§ **Goal of the exercise**
Please retype the data in full and exactly; the pictures are not part of the copy.

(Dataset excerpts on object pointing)
** Begin **

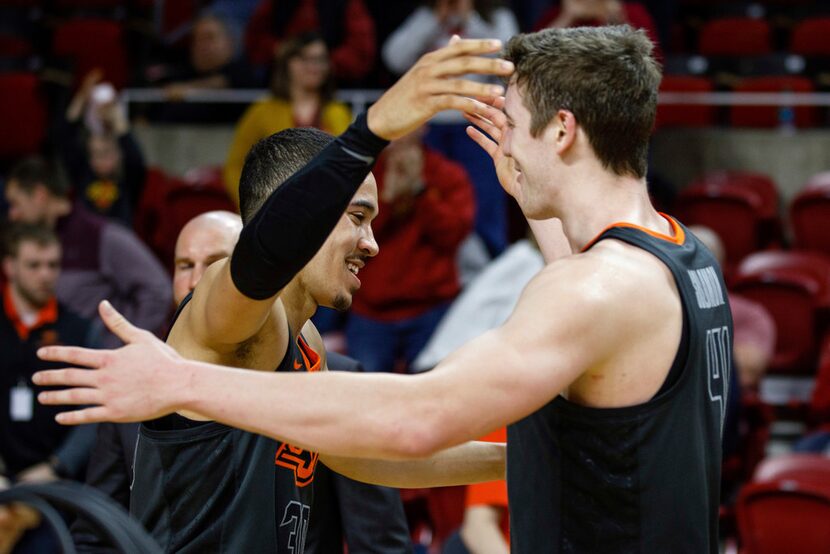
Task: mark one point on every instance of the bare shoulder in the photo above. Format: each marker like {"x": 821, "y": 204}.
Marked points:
{"x": 597, "y": 293}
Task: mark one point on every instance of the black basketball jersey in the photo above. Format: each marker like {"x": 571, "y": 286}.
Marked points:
{"x": 205, "y": 487}
{"x": 643, "y": 478}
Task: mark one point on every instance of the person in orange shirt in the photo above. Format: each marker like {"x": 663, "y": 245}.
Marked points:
{"x": 302, "y": 95}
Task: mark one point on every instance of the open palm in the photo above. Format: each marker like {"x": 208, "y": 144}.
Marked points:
{"x": 491, "y": 120}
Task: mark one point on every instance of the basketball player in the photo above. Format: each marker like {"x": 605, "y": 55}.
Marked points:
{"x": 614, "y": 364}
{"x": 201, "y": 486}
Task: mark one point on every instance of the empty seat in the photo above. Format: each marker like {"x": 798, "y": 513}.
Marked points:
{"x": 685, "y": 115}
{"x": 787, "y": 507}
{"x": 795, "y": 288}
{"x": 771, "y": 116}
{"x": 811, "y": 37}
{"x": 168, "y": 203}
{"x": 734, "y": 213}
{"x": 810, "y": 217}
{"x": 22, "y": 115}
{"x": 735, "y": 36}
{"x": 91, "y": 43}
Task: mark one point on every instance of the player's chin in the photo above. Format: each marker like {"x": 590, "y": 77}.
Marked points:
{"x": 343, "y": 301}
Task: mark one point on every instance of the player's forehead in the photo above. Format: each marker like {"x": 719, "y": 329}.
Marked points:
{"x": 514, "y": 107}
{"x": 367, "y": 194}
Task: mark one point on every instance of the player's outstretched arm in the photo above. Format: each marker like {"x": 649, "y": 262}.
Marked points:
{"x": 493, "y": 380}
{"x": 469, "y": 462}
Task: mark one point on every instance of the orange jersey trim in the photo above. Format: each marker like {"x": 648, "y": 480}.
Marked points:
{"x": 310, "y": 357}
{"x": 678, "y": 238}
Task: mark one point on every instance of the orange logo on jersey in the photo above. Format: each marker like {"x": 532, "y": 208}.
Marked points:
{"x": 302, "y": 462}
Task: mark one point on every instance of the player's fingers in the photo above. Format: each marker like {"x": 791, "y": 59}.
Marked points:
{"x": 70, "y": 397}
{"x": 465, "y": 47}
{"x": 118, "y": 324}
{"x": 463, "y": 65}
{"x": 68, "y": 377}
{"x": 485, "y": 125}
{"x": 481, "y": 139}
{"x": 74, "y": 355}
{"x": 461, "y": 87}
{"x": 96, "y": 414}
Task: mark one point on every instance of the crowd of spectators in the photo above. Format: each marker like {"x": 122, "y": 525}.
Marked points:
{"x": 72, "y": 202}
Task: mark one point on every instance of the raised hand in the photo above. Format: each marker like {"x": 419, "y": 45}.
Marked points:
{"x": 430, "y": 86}
{"x": 119, "y": 390}
{"x": 490, "y": 119}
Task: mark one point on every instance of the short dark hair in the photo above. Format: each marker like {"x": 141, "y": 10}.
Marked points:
{"x": 281, "y": 77}
{"x": 274, "y": 159}
{"x": 18, "y": 233}
{"x": 35, "y": 170}
{"x": 606, "y": 76}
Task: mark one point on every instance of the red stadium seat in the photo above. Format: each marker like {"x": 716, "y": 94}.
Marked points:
{"x": 759, "y": 183}
{"x": 787, "y": 507}
{"x": 810, "y": 37}
{"x": 819, "y": 410}
{"x": 819, "y": 180}
{"x": 769, "y": 116}
{"x": 735, "y": 36}
{"x": 732, "y": 212}
{"x": 22, "y": 115}
{"x": 13, "y": 46}
{"x": 795, "y": 288}
{"x": 91, "y": 43}
{"x": 808, "y": 467}
{"x": 171, "y": 203}
{"x": 810, "y": 219}
{"x": 685, "y": 115}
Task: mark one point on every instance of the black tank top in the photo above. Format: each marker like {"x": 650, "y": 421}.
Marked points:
{"x": 643, "y": 478}
{"x": 206, "y": 487}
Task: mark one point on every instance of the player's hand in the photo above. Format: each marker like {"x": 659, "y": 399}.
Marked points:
{"x": 136, "y": 382}
{"x": 491, "y": 119}
{"x": 38, "y": 473}
{"x": 431, "y": 86}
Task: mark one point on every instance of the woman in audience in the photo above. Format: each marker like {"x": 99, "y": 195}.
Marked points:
{"x": 302, "y": 95}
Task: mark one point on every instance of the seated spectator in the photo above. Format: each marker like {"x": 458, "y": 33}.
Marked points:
{"x": 302, "y": 95}
{"x": 345, "y": 25}
{"x": 426, "y": 211}
{"x": 101, "y": 260}
{"x": 213, "y": 63}
{"x": 104, "y": 162}
{"x": 34, "y": 448}
{"x": 578, "y": 13}
{"x": 485, "y": 529}
{"x": 431, "y": 26}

** End **

§ **Final result**
Task: mark one point on every instance of the bare shoulder in the photo above. Format: each marker like {"x": 821, "y": 204}.
Marked points:
{"x": 597, "y": 293}
Task: mark one point on every instance of the black basketball jersey in the photo above. Format: each marker like {"x": 571, "y": 286}.
Marked points:
{"x": 205, "y": 487}
{"x": 643, "y": 478}
Task: mark one point on every instance of the person in orange shirt in the photo above. Format: each marker like {"x": 663, "y": 245}.
Marked points:
{"x": 302, "y": 95}
Task: mark one point on every instance of the open palm in the photo above. Format: each marker like {"x": 208, "y": 144}.
Marked points:
{"x": 491, "y": 120}
Task: mark one point on every instance of the basketball player in the photo above. Format: each marker like {"x": 605, "y": 55}.
Marked points:
{"x": 614, "y": 364}
{"x": 201, "y": 486}
Task: mark one point on every instance of the empty seat in the photo above. Format: each marker like {"x": 798, "y": 513}.
Marked points:
{"x": 685, "y": 115}
{"x": 787, "y": 507}
{"x": 795, "y": 288}
{"x": 771, "y": 116}
{"x": 811, "y": 37}
{"x": 168, "y": 203}
{"x": 734, "y": 213}
{"x": 810, "y": 217}
{"x": 22, "y": 115}
{"x": 735, "y": 36}
{"x": 91, "y": 43}
Task: mark one point on every instance of the player's chin in the photo above. Format: each marker like {"x": 590, "y": 77}.
Marked points:
{"x": 343, "y": 301}
Task: mark one point on every instance of the player's forehead in the photo above. Format: each marker like {"x": 719, "y": 329}.
Marked points:
{"x": 514, "y": 107}
{"x": 367, "y": 194}
Task: mark one point on every instance of the player's outstretched arm in the photo above. Format: each marker like {"x": 649, "y": 262}.
Marked points:
{"x": 493, "y": 380}
{"x": 469, "y": 462}
Task: mark one point on every instance of the orange jersey trim in the photo above. Format: each marker like {"x": 648, "y": 480}.
Marked points:
{"x": 310, "y": 357}
{"x": 678, "y": 238}
Task: mark one point on every instance of the orange logo on jersey in the photo above. Format: each marker like {"x": 532, "y": 208}.
Marked points:
{"x": 302, "y": 462}
Task: mark one point on every instance of the player's fingers in the photo above. Format: each marker like {"x": 791, "y": 59}.
Marked points:
{"x": 70, "y": 397}
{"x": 465, "y": 47}
{"x": 118, "y": 324}
{"x": 463, "y": 65}
{"x": 68, "y": 377}
{"x": 485, "y": 125}
{"x": 481, "y": 139}
{"x": 74, "y": 355}
{"x": 461, "y": 87}
{"x": 96, "y": 414}
Task: mark one point on every instance of the crowd of spectators in the photo above. Format: each marker like {"x": 122, "y": 525}.
Marked points:
{"x": 72, "y": 202}
Task: mark one point on every instance of the raised hand in the photo above. Format: each marker like {"x": 419, "y": 45}.
Marked points:
{"x": 430, "y": 86}
{"x": 119, "y": 390}
{"x": 490, "y": 119}
Task: mark one point on every instance of the short dark hair in the photo above. Format: each marker like {"x": 141, "y": 10}.
Marked points:
{"x": 281, "y": 77}
{"x": 274, "y": 159}
{"x": 18, "y": 233}
{"x": 35, "y": 170}
{"x": 606, "y": 76}
Task: mark one point on every instance of the red stadium seat in the photo above. Format: each marker like {"x": 716, "y": 94}.
Marked points:
{"x": 759, "y": 183}
{"x": 787, "y": 507}
{"x": 810, "y": 37}
{"x": 819, "y": 410}
{"x": 819, "y": 180}
{"x": 769, "y": 116}
{"x": 735, "y": 36}
{"x": 732, "y": 212}
{"x": 22, "y": 115}
{"x": 13, "y": 46}
{"x": 795, "y": 288}
{"x": 91, "y": 43}
{"x": 808, "y": 467}
{"x": 171, "y": 203}
{"x": 810, "y": 219}
{"x": 685, "y": 115}
Task: mark one point on every instance of the black tank top in the photo above. Format: each marker like {"x": 650, "y": 421}.
Marked points:
{"x": 643, "y": 478}
{"x": 206, "y": 487}
Task: mark one point on every instance of the player's hand in the photo above. Format: each marker like {"x": 659, "y": 399}.
Marked points:
{"x": 136, "y": 382}
{"x": 491, "y": 119}
{"x": 38, "y": 473}
{"x": 431, "y": 86}
Task: mark one point on every instance of the woman in audience in the photo above. Format: each marker like {"x": 99, "y": 195}.
Marked points:
{"x": 302, "y": 95}
Task: mark one point on every instance of the seated spectator in the photo above. Format: each marker like {"x": 458, "y": 33}.
Marked points:
{"x": 302, "y": 95}
{"x": 345, "y": 25}
{"x": 426, "y": 211}
{"x": 101, "y": 260}
{"x": 213, "y": 63}
{"x": 104, "y": 162}
{"x": 34, "y": 448}
{"x": 578, "y": 13}
{"x": 485, "y": 529}
{"x": 431, "y": 26}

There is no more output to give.